= WHAT THIS TASK INVOLVES =
Answer these from the Casino Royale review below, numbering your answers to match:
1. Which actor does the reviewer call the greatest 007?
2. Which producer got the rights in the middle of the 1960s?
3. How many directors were hired to film different segments?
Start QUOTED TEXT
Casino Royale (1967) — When is a James Bond flick not a James Bond flick?

“You can’t shoot me! I have a very low threshold of death. My doctor says I can’t have bullets enter my body at any time.”

Justin’s rating: This movie’s plot was shaken, stirred — and blown to smithereens.

Justin’s review: Personally, I can’t see why we needed Mr. Daniel Craig to reprise the greatest 007 role ever, which was Mr. David Niven in 1967’s Casino Royale. Was it completely unnecessary to take the same source material and muck it up with fancy-pants action sequences instead of the nuanced discussions of phony Scottish ladies discussing how to properly prepare a goat for a funeral meal?

Why shell out your hard-earned bucks for only one mere James Bond when you could be feasting on an entire bevy of Bonds in Casino Royale — including Woody Allen?

Why pay through the nose for an intricate spy plot when you can have crazy, wacky nonsense shot at you with a psychedelic bazooka?

Casino Royale is probably — certainly — the most famous of the “non-official” Bond movies, and not just because it makes you question your fundamental worldview in new and disturbing ways. I won’t bore you with the legal issues involved with the rights involved with Ian Fleming’s 007 novels, as they bore me as much as filling out my insurance forms (“In case of sudden death by a rogue baboon attack, my estate will be transferred to…”). Suffice it to say that Fleming’s first novel swapped partners enough times to qualify it for an STD, and producer Charles K. Feldman ended up with the rights in the middle of the 1960s, right about the time he was dropping acid on a daily basis.

At the time, Bond was fairly popular due to a certain Mr. Sean Connery and his Scottish laconic wit. Feldman knew he couldn’t get Connery to star in his Bond pic, so he took the only other avenue available to him: to create a nonsensical Bond pseudo-spoof, hire six directors to film different segments, and cast multiple people as 007. Actually, come to think of it, I’m pretty sure he might have had other avenues available. But that acid, man, it creates tunnel vision. With numerous big stars (of the day) and an ever-ballooning budget, Casino Royale was posed to be a smash hit. It did fairly nice at the box office, but it was at a cost of being ridiculed as an agonizing spectacle forever after.

Watching this movie is like having an active, lucid dream where you can’t change anything around you, and what’s around you never has to make sense if it doesn’t want to. It can be mildly amusing, to be sure, but also pointlessly long, full of failed attempts at bizarre comedy, and disjointed in every definition of the word. I cannot fathom that the directors were in any sort of contact with each other, resulting in a movie that shifts gears and repeatedly mows over what little plot there is.
End QUOTED TEXT
Start RECORDED DATA
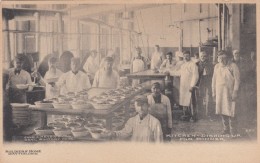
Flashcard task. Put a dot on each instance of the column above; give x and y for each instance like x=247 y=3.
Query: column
End RECORDED DATA
= EXERCISE RESPONSE =
1. David Niven
2. Charles K. Feldman
3. Six